Put that all together and it suggests that the number of administrators has increased about 30-40 percent since 1999.
So what should our chart really look like? I have three different suggestions. The first just puts together the data points that I’ve outlined so far:
The second comes from the federal government, and it’s their estimate of government admin costs plus private insurance admin costs. This does not include hospital billing clerks, IT departments, and so forth, but it still ought to provide us with a benchmark of sorts for the growth rate of administration:
Finally, here’s a chart based directly on figures from Himmelstein and Woolhandler (Table 2 here):
This is nowhere near the 3000 percent growth on the original chart, but it’s still pretty high. It’s probably safe to say that health care administration has grown somewhere on the order of 1000 percent over the past 50 years. But why?
This is what brings us to the final, most correct chart. Here’s the thing: fifty years ago we didn’t have MRI techs or transplant hospitals or routine ultrasounds or proton beams for cancer patients. Four years ago I spent a couple of weeks at City of Hope to treat my cancer; the treatment I got—not to mention the entire campus in its current form—didn’t even exist in 1970.
In other words, the main reason that administration has gotten bigger is because medical care has gotten bigger. Since 1970, adjusted for inflation, health care spending has gone up about 600 percent and the number of health care workers has gone up about 500 percent. It’s only natural that the number of administrators would go up at least that much as well.
So the real question is: how much has administration gone up above and beyond the overall growth in health care? Here’s the answer based on two of the estimates above:
Once you take into account the growth in health care generally, the share devoted to administration has gone up by 50-100 percent. That’s a lot! But it’s also not that surprising. In 1970, the health care industry spent approximately $0 on IT management. Today they spend a bundle, and all of that is admin overhead. Purchasing has exploded too, since there are far more things to purchase these days. Regulations have grown along with technology, so compliance offices have grown. Doctors and hospitals have always spent hours on the phone arguing with insurance companies, but that’s probably grown too.
I don’t mean for any of this to excuse the growth rate of administration, which might be higher than it should be. And there’s certainly no question that our absolute level of administrative overhead is insanely high. H&W estimate, for example, that the share of workers dedicated to administration is about a third higher in the US than in Canada. Needless to say, this is largely because Canada doesn’t waste boatloads of money on private insurance and all the overhead that implies.
Bottom line: the health care system has grown tremendously over the past 50 years, but that’s mostly not because we have a lot more doctors. It’s because we have MRI techs and ultrasound specialists and more kinds of nurses and more kinds of pills and enormous proton beams to cure cancer. (Those proton beams are massively expensive and require large staffs, but that doesn’t mean you need any more oncologists per patient.) To manage all this new stuff, we need bigger admin and support staffs. As a result, admin and support have grown about 50-100 percent on a relative basis. That’s the real number.
¹Note that their estimate include a huge jump between 1984-87. However, this makes some sense since the Reagan administration changed the Medicare payment system in 1983 in a way that might plausibly have led to a big increase in administration costs.

Extracted data:
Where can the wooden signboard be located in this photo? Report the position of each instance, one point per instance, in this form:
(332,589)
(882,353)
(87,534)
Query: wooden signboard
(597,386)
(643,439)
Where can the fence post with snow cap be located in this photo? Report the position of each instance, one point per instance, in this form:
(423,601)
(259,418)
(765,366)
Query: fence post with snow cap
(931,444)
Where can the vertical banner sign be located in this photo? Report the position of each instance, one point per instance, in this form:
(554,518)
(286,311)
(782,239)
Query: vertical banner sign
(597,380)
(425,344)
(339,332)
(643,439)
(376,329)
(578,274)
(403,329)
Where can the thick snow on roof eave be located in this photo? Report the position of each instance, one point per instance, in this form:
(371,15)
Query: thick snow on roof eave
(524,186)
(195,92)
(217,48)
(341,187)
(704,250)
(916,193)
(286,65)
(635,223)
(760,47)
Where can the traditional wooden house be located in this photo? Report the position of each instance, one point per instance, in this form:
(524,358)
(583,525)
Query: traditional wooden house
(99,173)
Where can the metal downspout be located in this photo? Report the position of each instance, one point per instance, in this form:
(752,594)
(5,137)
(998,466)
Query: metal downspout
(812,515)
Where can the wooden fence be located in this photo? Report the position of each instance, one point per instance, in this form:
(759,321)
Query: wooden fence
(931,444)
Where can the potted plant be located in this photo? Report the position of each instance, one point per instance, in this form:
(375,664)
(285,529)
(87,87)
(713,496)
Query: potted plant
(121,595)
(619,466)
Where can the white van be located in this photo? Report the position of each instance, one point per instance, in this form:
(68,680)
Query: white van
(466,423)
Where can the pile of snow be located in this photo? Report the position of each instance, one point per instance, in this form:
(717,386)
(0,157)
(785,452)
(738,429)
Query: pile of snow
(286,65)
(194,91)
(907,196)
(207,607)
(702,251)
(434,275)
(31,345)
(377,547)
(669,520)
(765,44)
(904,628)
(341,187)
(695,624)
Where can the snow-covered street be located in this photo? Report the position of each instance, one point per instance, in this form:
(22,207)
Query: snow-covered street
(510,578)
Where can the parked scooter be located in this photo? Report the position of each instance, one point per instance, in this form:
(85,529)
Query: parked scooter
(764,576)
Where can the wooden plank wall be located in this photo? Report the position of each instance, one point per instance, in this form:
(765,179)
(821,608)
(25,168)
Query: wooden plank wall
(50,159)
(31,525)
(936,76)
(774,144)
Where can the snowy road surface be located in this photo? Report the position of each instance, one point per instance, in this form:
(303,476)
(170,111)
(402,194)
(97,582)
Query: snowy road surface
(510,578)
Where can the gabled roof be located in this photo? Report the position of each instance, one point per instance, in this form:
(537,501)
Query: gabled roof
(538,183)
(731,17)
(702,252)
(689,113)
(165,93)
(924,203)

Task: Reproduce the passage on health care administration from "Bottom line: the" up to and including "in administration costs.", substituting "cancer specialists" for "oncologists".

Answer space:
Bottom line: the health care system has grown tremendously over the past 50 years, but that’s mostly not because we have a lot more doctors. It’s because we have MRI techs and ultrasound specialists and more kinds of nurses and more kinds of pills and enormous proton beams to cure cancer. (Those proton beams are massively expensive and require large staffs, but that doesn’t mean you need any more cancer specialists per patient.) To manage all this new stuff, we need bigger admin and support staffs. As a result, admin and support have grown about 50-100 percent on a relative basis. That’s the real number.
¹Note that their estimate include a huge jump between 1984-87. However, this makes some sense since the Reagan administration changed the Medicare payment system in 1983 in a way that might plausibly have led to a big increase in administration costs.